• [Entries taken from a collection]
-- Opening Marker --

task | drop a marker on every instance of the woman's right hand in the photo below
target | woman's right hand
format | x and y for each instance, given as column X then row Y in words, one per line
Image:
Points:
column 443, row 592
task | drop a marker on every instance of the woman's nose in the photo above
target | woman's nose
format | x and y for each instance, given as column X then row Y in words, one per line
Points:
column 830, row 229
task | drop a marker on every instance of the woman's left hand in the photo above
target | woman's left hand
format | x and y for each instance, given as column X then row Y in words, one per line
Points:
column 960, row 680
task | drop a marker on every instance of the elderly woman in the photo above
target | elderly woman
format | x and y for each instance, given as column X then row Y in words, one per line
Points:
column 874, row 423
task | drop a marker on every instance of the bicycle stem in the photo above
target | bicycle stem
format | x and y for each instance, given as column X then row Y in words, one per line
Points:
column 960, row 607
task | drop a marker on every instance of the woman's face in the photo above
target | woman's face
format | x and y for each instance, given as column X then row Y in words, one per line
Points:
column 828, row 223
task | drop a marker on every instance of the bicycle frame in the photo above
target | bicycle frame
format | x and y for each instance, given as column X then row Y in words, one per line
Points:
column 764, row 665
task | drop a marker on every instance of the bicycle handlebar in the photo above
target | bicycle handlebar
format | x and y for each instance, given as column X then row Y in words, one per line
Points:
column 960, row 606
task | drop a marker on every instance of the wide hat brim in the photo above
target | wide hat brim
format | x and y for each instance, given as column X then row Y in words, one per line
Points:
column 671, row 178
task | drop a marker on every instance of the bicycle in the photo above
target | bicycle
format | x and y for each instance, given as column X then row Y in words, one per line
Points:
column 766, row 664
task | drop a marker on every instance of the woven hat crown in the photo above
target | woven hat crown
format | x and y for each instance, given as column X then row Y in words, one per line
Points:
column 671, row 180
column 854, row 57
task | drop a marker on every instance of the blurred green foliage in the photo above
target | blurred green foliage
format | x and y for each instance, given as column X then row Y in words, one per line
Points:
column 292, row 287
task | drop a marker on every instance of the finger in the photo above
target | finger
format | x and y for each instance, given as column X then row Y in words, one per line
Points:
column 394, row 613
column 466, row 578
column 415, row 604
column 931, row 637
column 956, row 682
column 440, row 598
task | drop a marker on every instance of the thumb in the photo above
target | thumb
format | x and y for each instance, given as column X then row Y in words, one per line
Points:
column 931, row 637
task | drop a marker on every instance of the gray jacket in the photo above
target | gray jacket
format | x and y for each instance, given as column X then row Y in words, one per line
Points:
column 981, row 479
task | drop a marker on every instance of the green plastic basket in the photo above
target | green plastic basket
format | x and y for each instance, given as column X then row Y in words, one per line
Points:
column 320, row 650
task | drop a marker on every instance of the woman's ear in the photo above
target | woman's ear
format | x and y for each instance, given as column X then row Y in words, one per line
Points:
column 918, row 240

-- Closing Marker --

• [WORK REQUEST]
Retype the records, line for line.

• [RESULT FOR THIS EXERCISE]
task | drop a marker on every instance of the woman's right hand in the photo below
target | woman's right hand
format | x and y for each instance, given as column X then row Y in words, one per line
Image:
Points:
column 443, row 592
task | drop a marker on every instance of the woman's nose in the photo above
target | woman's nose
format | x and y for each instance, given as column X then row Y in words, one per line
Points:
column 830, row 229
task | drop a marker on every instance of the woman's left hand in the photo above
target | woman's left hand
format | x and y for each instance, given as column X then row Y in words, one per line
Points:
column 960, row 680
task | drop a marker on every instance of the elderly woman in the photo above
target | elderly woman
format | x and y for each instance, given as column X then row Y in words, one per line
Points:
column 874, row 423
task | drop a marker on every instance of the bicycle stem in the photo above
target | bicycle stem
format | x and y for each instance, given as column X then row Y in words, one per line
Points:
column 960, row 607
task | drop a marker on every instance of the woman's face in the photo above
target | woman's face
format | x and y for each instance, given as column X then row Y in words, one per line
Points:
column 828, row 223
task | drop a marker on every instance of the bicycle frame in the photo above
target | bicycle frame
format | x and y for each instance, given as column X then row Y in words, one per line
Points:
column 764, row 665
task | drop a marker on every instance of the bicycle handlebar in the photo above
target | bicycle handlebar
format | x and y for each instance, given as column X then row Y in words, one per line
Points:
column 960, row 606
task | drop a marker on every instance of the wide hat brim in the photo above
target | wide hat brim
format | x and y for each instance, given as column X then row Y in words, one per line
Points:
column 671, row 178
task | drop a marker on every instance of the bicycle in the photo above
target | bicycle
format | x and y for each instance, given as column X then row Y in words, one per line
Points:
column 766, row 664
task | drop a marker on every instance of the woven hat crown in the photo above
target | woven hat crown
format | x and y for each instance, given as column X then row Y in words, one per line
Points:
column 671, row 180
column 854, row 57
task | drop a marker on every instance of the blurred green foliage in the photo above
target | blurred green foliage
format | x and y for each instance, given as column X then row Y in words, one per line
Points:
column 292, row 287
task | drop a marker on every instance of the finger in the photo above
target | finger
format | x and y for each instance, given as column X then row Y in words, one per line
Points:
column 394, row 613
column 466, row 578
column 415, row 604
column 931, row 637
column 956, row 682
column 440, row 598
task | drop a marker on every instance of the thumb in the photo above
target | thumb
format | x and y for each instance, given as column X then row Y in words, one per line
Points:
column 931, row 637
task | drop a marker on every instance of the gray jacket in the photo above
target | gray jacket
format | x and y for each instance, given as column X then row Y in words, one per line
Points:
column 981, row 479
task | drop a marker on every instance of the green plastic basket in the photo above
target | green plastic basket
format | x and y for each instance, given as column X then row Y in words, one per line
Points:
column 320, row 650
task | drop a marker on every instance of the woman's ear in the photo above
target | woman's ear
format | x and y for each instance, given as column X then row Y in words, one per line
Points:
column 918, row 240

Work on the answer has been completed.